* [Objective] Copy out the rows below word for word, leaving out the pictures.

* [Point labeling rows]
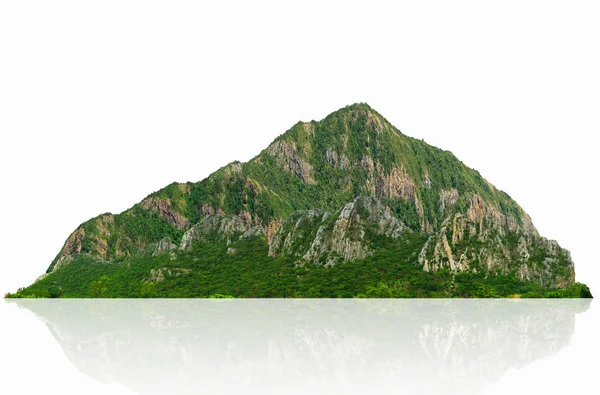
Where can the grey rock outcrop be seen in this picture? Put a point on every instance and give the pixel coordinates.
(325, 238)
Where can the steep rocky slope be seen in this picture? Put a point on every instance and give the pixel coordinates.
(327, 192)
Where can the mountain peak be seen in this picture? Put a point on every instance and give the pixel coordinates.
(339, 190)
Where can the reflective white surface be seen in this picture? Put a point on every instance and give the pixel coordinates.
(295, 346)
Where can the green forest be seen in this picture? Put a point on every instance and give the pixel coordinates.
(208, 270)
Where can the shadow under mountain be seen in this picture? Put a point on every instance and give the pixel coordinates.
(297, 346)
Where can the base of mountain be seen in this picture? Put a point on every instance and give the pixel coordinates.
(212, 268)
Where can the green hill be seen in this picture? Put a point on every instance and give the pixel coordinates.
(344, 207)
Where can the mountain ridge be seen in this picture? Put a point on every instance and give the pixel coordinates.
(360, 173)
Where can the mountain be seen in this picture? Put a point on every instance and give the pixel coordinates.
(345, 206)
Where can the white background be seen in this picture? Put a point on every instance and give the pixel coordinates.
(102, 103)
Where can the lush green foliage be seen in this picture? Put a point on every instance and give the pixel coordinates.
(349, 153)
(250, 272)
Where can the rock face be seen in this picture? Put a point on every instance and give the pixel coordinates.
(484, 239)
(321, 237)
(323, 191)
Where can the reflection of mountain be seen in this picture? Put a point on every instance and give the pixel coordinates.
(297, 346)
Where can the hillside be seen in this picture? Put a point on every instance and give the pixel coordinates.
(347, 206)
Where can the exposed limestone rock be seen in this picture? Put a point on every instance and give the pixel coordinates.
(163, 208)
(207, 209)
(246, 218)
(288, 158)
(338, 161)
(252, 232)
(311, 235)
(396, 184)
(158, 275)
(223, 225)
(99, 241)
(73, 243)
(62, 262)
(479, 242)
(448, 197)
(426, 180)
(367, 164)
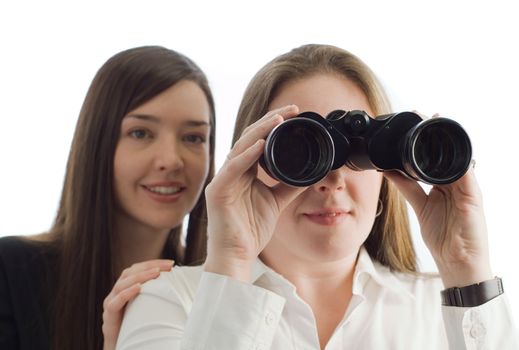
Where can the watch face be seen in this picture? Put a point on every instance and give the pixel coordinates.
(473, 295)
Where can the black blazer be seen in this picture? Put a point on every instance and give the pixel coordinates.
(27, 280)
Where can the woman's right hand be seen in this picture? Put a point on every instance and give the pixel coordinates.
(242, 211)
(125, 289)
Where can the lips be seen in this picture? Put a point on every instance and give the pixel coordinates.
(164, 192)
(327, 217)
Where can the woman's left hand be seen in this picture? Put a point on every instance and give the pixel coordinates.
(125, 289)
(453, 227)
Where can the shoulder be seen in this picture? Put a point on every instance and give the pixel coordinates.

* [Exercise response]
Where can the grey rock outcrop be seen in this picture? Put a point on every instance and give the pixel coordinates.
(325, 238)
Where can the steep rocky slope be seen in this picture? Put a point on every instance and give the pixel coordinates.
(327, 192)
Where can the mountain peak be seen in this picture? Put a point on every instance and give the pixel coordinates.
(339, 190)
Where can the reflective white surface be seen in this picture? Put a point on every instance and give the pixel coordinates.
(295, 346)
Where can the green forest be seen in this picture? Put a point on every instance and give the pixel coordinates.
(208, 270)
Where can the shadow under mountain be seen in this picture? Put a point on every instance and give the pixel coordinates.
(297, 346)
Where can the base of mountain be seen in this picture? Put a point on every instance and give the pixel coordinates.
(212, 268)
Where can the green hill be seen in this picture? Put a point on every instance and give the pixel coordinates.
(344, 207)
Where can the mountain ridge be seen in this picture? Put a point on every instance and give the pixel coordinates.
(360, 173)
Where can the mountain be seen in this picture? Put a point on every instance and give the pixel coordinates.
(345, 206)
Where can the white background be seen in this picture? Put a point on every instance and give the pixel coordinates.
(102, 103)
Where can the lush green foliage be seen in this picture? Put a point on every instance and give the pixel coordinates.
(349, 153)
(250, 272)
Where can the rock face be seen in this picture? Put a point on every instance and give the pixel coordinates.
(484, 239)
(321, 237)
(323, 191)
Where can the reflection of mountain be seen in this picture? Put a point on every instance and give the pixel coordinates.
(297, 346)
Where can the hillside be seen in this picture? Put a point on every instance and give the pixel coordinates.
(347, 206)
Where can the exposed limestone rock be seen in this picture? Put a point on every instance and give the pixel coordinates.
(163, 208)
(207, 209)
(246, 218)
(288, 158)
(338, 161)
(252, 232)
(311, 235)
(396, 184)
(158, 275)
(223, 225)
(99, 241)
(73, 243)
(62, 262)
(479, 242)
(448, 197)
(426, 180)
(367, 164)
Where can the watch face be seen in this picture? Put a point on every instance and give the pixel coordinates.
(473, 295)
Where can the black blazer be seen in this picture? Put a point on every instance and give the pixel coordinates.
(27, 280)
Where can the woman's right hand be seen in this picture? Put a point on every instance and give the pixel coordinates.
(242, 211)
(125, 289)
Where can the lips be seen in this picture? Put a point on every instance and give the pixel coordinates.
(164, 192)
(327, 217)
Where can the woman's left hand be seen in this picture? Put a point on every instance and give the pixel coordinates.
(125, 289)
(453, 227)
Where can the shoulder be seen in this picture? Put a point on every instance and give the pixel coordinates.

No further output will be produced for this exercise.